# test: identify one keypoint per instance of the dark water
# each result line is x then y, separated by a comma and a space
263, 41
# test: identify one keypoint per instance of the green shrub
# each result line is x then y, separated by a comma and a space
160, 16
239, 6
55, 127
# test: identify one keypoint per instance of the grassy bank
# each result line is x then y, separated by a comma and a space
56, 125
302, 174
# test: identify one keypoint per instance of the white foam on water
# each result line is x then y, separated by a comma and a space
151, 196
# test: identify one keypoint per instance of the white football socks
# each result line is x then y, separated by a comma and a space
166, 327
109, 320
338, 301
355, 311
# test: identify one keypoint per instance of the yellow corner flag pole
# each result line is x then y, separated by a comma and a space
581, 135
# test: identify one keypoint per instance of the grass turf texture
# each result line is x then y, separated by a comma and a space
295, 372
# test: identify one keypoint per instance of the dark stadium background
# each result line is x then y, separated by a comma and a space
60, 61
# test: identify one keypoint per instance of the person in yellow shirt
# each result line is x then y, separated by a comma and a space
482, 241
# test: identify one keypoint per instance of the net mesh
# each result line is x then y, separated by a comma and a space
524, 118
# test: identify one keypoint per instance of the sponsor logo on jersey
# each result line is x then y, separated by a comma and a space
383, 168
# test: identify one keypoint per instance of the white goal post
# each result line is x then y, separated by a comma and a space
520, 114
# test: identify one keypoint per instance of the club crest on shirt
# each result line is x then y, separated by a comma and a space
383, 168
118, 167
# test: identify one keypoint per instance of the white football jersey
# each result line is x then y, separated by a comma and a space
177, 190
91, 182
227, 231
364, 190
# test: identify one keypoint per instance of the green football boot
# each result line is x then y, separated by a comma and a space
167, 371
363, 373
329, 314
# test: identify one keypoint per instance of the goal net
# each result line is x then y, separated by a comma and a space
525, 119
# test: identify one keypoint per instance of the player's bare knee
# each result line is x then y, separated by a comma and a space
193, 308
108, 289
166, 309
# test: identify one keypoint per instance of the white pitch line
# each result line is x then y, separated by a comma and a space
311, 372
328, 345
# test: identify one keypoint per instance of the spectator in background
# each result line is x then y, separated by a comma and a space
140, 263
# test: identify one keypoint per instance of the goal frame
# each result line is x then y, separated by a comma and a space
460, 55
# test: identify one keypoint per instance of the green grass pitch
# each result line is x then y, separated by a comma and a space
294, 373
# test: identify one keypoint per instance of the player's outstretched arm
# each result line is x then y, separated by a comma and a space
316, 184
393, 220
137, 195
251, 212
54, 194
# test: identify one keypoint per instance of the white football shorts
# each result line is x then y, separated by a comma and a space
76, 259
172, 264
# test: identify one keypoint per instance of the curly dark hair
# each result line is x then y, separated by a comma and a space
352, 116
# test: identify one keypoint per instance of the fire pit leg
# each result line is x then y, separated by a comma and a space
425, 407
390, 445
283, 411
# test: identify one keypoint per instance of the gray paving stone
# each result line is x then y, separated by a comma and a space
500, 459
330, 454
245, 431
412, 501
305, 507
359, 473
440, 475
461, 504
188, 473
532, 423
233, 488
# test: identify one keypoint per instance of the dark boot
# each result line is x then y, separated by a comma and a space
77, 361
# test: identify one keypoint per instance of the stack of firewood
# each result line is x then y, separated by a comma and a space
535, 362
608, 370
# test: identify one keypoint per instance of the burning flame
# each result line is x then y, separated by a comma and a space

====

**DIRECTIONS FOR THIS TASK:**
The listing above should be transcribed in full, exactly as written.

**COMPLETED TASK:**
# test: identify one keypoint per instance of the dark water
# each result line is x then y, separated by a comma and a space
263, 41
# test: identify one keypoint per instance of the green shrub
# each result line is x then y, separated by a comma and a space
160, 16
239, 6
55, 127
# test: identify one keypoint per instance of the grassy bank
# each result line is x then y, separated by a comma and a space
56, 125
302, 174
# test: identify one keypoint per instance of the white foam on water
# each result line is x then y, separated by a comma and a space
151, 196
# test: identify one keypoint per instance of the white football socks
# each result line is x then y, separated by a comma and a space
166, 327
109, 320
338, 301
355, 311
# test: identify one keypoint per instance of the yellow corner flag pole
# each result line is x then y, separated by a comma and a space
581, 135
# test: identify one keypoint per instance of the grass turf texture
# each result line is x then y, separated by a comma and a space
295, 372
# test: identify one keypoint per instance of the dark stadium background
# each result line is x then y, separated by a comma and a space
60, 61
# test: identify one keypoint per instance of the person in yellow shirt
# each result line is x then y, separated by a comma and a space
482, 241
# test: identify one keypoint per instance of the net mesh
# each result line is x then y, separated by a comma and a space
524, 118
# test: identify one keypoint per instance of the sponsor logo on jersey
# each result line is x then y, separated by a comma and a space
383, 168
# test: identify one keypoint per instance of the white goal post
# each result line is x then y, separated by a comma and a space
520, 114
# test: identify one keypoint per instance of the club crest on shirt
# each result line is x then y, separated by a comma and a space
383, 168
118, 167
# test: identify one keypoint per instance of the white football jersey
# each result line is x then y, separated by a comma and a space
177, 190
91, 182
227, 231
364, 190
# test: identify one keypoint per instance of the green football boot
# each result line is x then y, separated by a comma and a space
167, 371
363, 373
329, 314
# test: identify one keypoint per instance of the goal net
# each result line is x then y, separated by a comma and a space
525, 119
# test: identify one keypoint per instance of the player's bare knee
# each result line is x then y, separated by a comma and a space
193, 308
108, 289
166, 309
# test: identify one keypoint per instance of the white pitch line
# each result line is x then y, separated by a comma and a space
311, 372
328, 345
# test: identify one keypoint per instance of the spectator in background
# each result line is x then y, separated by a comma and a space
140, 263
# test: identify one keypoint per instance of the goal frame
# each result line is x then y, separated by a comma and a space
460, 55
# test: identify one keypoint per instance of the green grass pitch
# each result line is x then y, separated by a comma and a space
294, 373
# test: identify one keypoint per instance of the player's outstretched arm
# each result line is x then y, separated by a comma and a space
316, 184
393, 220
137, 195
251, 212
54, 194
# test: identify one keypoint per instance of the white football shorts
# each result line is x then y, separated by a comma and a space
76, 259
172, 264
# test: identify one keypoint per instance of the curly dark hair
# each result line is x then y, separated by a comma and a space
352, 116
# test: identify one keypoint per instance of the fire pit leg
# each result line is x then y, separated by a comma and a space
425, 407
390, 445
283, 411
# test: identify one keypoint per instance of the gray paving stone
# each result line is x then y, separated by a comma and a space
500, 459
330, 454
245, 431
412, 501
305, 507
359, 473
440, 475
461, 504
188, 473
532, 423
233, 488
# test: identify one keypoint per instance of the dark boot
# each result line is x then y, separated by a comma and a space
77, 361
# test: identify one keypoint per instance of the stack of firewood
# each result line is x then y, separated by a comma and a space
535, 362
608, 370
# test: identify one keypoint per instance of the burning flame
# each result line is x then y, separated by a comma and a space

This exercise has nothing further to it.